# Snail Friends



## Magdelaine (Apr 9, 2005)

Long after my recent plant purchase I have found some new creatures in my tank-snails! There are two different types, the flat brown type and a pointy shelled type. I found some eggs, too, on a plant that I scraped off and the fish attacked thinking it was food. This is new to me...

Do I need to get rid of them? Can I get rid of them? What are up sides and down sides to keeping snails that come with freshwater plants?


----------



## MyraVan (Jan 19, 2005)

Well, to be honest I haven't found any downsides to the snails in my tanks. I have little ramshorns and cute little "mini-mystery snais"








I once had some pond snails, but my rosy barbs took care of them (they are such greedy fish...)

Your pointy shelled things are either pond snails
http://mikes-machine.mine.nu/specimens/Physa_sp_DSCN4592.jpg
or MTS (Malaysian Trumpet Snails)

* What needs to be done *
Duplicate the snail thread word for word, starting at the words "# Snail Friends" and ending after "new to me...".

* Pointing and labeling entries *
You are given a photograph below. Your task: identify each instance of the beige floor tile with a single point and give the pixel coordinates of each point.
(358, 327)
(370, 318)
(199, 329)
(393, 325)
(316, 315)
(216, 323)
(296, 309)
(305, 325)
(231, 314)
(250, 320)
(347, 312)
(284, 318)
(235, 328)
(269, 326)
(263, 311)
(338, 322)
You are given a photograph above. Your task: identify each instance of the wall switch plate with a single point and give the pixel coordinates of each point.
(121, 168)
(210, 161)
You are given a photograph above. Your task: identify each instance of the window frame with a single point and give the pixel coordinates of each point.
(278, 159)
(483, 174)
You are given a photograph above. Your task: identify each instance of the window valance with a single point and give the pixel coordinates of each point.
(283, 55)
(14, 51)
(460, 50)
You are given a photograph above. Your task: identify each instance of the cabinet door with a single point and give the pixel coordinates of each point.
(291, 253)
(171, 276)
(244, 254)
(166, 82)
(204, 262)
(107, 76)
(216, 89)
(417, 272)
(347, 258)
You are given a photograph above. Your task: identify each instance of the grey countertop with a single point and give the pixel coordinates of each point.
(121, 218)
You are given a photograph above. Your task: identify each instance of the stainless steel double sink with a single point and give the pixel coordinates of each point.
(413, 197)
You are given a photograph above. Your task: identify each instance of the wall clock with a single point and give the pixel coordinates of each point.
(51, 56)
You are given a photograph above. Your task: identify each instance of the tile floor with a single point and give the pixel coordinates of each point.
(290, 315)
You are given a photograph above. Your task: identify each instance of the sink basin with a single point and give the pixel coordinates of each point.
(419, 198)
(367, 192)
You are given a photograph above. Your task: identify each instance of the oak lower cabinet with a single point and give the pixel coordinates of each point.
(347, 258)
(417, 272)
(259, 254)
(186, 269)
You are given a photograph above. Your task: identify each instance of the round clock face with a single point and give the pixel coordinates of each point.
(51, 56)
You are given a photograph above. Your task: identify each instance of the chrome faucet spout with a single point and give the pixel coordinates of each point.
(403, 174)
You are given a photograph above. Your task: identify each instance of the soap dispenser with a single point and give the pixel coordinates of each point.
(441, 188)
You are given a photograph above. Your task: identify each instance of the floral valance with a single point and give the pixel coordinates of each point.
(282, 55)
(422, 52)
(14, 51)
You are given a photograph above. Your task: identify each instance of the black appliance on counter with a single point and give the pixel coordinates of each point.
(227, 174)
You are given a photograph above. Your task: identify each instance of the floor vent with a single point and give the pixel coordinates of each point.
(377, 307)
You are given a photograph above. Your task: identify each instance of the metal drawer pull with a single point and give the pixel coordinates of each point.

* Finished exercise *
# Snail Friends



## Magdelaine (Apr 9, 2005)

Long after my recent plant purchase I have found some new creatures in my tank-snails! There are two different types, the flat brown type and a pointy shelled type. I found some eggs, too, on a plant that I scraped off and the fish attacked thinking it was food. This is new to me...